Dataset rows

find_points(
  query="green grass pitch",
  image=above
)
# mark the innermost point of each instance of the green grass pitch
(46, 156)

TASK TO COMPLETE -> Swap "pitch" for "field" throughout the rows and leave every other part of the lines untouched.

WRITTEN SOLUTION ->
find_points(
  query="green grass field",
  image=above
)
# mark the innermost point of each instance of the green grass field
(46, 156)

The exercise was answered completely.